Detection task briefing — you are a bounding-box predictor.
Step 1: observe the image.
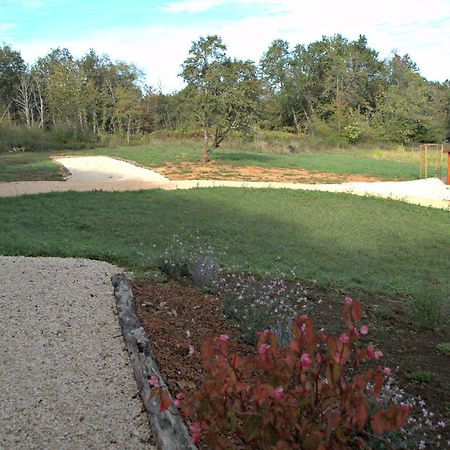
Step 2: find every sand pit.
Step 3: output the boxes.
[0,156,450,209]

____

- Stated problem:
Render every row above as a numbered list, one row per item, skipping blank lines and leaving out the picture.

- Worked solution:
1. Detection task briefing — you are a bounding-box predictor.
2. Step 1: observe the image.
3. Step 2: find every sand pit.
4. Step 3: output the boxes.
5. [0,156,450,209]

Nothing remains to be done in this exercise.